─── PASSAGE PROVIDED ───

I’m super happy to announce the seventh annual Cyprus Research Fund Lecture. This year, we’ll be joined by Andrew Reinhard of the American Numismatic Society, in person, and Raiford Guins of University of Stony Brook, online, as well as Richard Rothaus (NDUS) and Bret Weber (UND, Social Work) to view and discuss the documentary Atari: Game Over. A showing of the film and a round table discussion will occur from 4-6 pm on April 9 at the Gorecki Alumni Center on the beautiful campus of the University of North Dakota. As per usual, the event will be streamed to a global audience.
But wait, there’s more! The good folks in the Working Group for Digital and New Media are coordinating a “legacy media” exhibit where we’ll have a working Atari 2600 and Atari 5200 that folks to come by and play. We’ll even have at least one game hooked to an old school CRT television.
This year’s talk is pretty exciting because we’ll go beyond the standard format of lecturer at the podium and bring something interactive to the event. It will also be the first Cyprus Research Fund talk that will specifically deal with work in which I was involved (although David Pettegrew’s talk from 2010 included some nice photos of me in Greece!). As readers of this blog know, I participated in the Alamogordo Atari Expedition which Andrew Reinhard coordinated and directed. We wrote up some of our observations in an article for Ian Bogost’s Technology page at The Atlantic, and Andrew Reinhard has been on a global speaking tour.

───

GOALS:
a - List every person named in the lecture announcement.
b - Continue the lecture announcement from its final sentence.

─── PROVIDED INFORMATION ───

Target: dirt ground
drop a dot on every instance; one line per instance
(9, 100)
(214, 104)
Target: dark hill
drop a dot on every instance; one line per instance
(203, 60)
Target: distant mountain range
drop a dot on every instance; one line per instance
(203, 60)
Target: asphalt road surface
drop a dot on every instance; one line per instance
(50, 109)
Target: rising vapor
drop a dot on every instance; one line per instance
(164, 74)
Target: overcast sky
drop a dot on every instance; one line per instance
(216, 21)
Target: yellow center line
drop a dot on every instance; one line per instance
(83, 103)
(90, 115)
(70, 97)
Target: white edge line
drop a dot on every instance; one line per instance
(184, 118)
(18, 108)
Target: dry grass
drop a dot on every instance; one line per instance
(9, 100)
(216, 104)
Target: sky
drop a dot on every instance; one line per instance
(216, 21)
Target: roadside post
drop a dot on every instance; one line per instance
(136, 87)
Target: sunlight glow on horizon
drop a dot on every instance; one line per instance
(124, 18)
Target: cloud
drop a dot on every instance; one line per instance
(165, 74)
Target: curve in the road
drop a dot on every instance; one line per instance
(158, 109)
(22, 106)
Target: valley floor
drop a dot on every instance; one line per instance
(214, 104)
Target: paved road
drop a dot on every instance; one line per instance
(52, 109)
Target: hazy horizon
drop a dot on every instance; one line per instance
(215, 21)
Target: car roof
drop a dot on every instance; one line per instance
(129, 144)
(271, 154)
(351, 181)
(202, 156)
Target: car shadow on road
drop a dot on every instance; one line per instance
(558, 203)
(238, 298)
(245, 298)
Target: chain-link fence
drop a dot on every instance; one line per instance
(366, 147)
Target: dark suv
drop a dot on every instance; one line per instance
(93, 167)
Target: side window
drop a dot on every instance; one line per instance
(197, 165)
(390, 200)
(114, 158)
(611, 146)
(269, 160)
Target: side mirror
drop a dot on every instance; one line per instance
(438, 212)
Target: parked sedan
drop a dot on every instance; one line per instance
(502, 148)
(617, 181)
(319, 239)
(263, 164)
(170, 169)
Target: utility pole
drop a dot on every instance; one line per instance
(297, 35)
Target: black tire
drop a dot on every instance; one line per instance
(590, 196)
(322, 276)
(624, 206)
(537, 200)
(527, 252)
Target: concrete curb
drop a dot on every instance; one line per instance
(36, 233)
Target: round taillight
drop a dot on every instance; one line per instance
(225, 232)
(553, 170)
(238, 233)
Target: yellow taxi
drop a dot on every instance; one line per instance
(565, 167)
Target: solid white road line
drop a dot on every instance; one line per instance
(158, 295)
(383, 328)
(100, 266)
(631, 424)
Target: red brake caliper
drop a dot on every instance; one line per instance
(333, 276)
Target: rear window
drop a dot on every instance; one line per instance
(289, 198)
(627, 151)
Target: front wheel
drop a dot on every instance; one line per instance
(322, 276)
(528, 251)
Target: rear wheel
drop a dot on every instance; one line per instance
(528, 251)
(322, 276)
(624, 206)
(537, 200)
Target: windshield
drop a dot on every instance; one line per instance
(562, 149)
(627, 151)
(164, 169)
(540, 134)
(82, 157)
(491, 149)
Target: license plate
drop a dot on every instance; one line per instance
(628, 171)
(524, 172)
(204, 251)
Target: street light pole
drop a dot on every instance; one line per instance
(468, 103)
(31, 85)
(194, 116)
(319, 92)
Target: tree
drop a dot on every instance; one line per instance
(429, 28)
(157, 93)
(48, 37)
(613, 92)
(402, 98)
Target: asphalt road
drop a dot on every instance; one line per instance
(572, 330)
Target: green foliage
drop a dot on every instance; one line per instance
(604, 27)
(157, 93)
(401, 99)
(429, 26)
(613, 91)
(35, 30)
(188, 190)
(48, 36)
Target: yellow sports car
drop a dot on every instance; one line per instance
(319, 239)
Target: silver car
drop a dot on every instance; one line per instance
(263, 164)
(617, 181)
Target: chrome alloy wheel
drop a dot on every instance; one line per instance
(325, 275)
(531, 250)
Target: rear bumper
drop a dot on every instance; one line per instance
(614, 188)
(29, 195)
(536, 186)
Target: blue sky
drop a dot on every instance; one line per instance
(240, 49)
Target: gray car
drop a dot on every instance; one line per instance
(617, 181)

───

WRITTEN RESPONSES:
a - Andrew Reinhard, Raiford Guins, Richard Rothaus, Bret Weber, David Pettegrew, Ian Bogost

b -
This will be the first time that the academic archaeology team has come back together to reflect on the documentary (which I review here) and the idea of excavating a fragment of our recent past. We’ve chatted informally across social and new media platforms and periodically in person, but we haven’t had a chance to sit down together and think critically about what we experienced. I hope that this will be the first of a few chances to do that and to make our thinking together as public as possible so that the community can feel involved in understanding the significance of their own past.
Mark you calendars now!
Past Cyprus Research Fund Talks:
2013/2014 Sarah Lepinski, “Archaeologies of Décor: Interiors in the Roman East”
2012/2013 Dimitri Nakassis, “Paupers and Peasants and Princes and Kings: Reconstructing Society in Late Bronze Age Greece.”
2011/2012 Kostis Kourelis, “Byzantium and the Avant Garde: American Excavations at Corinth, ca. 1930″
2011 (Bonus Talk) Eric Poehler, “Pompeii in the 21st Century”
2010/2011 David Pettegrew, “Setting the Stage for St. Paul’s Corinth”
2009/2010 Michael Fronda, “Anarchy Rivalry and the Beginnings of the Roman Empire”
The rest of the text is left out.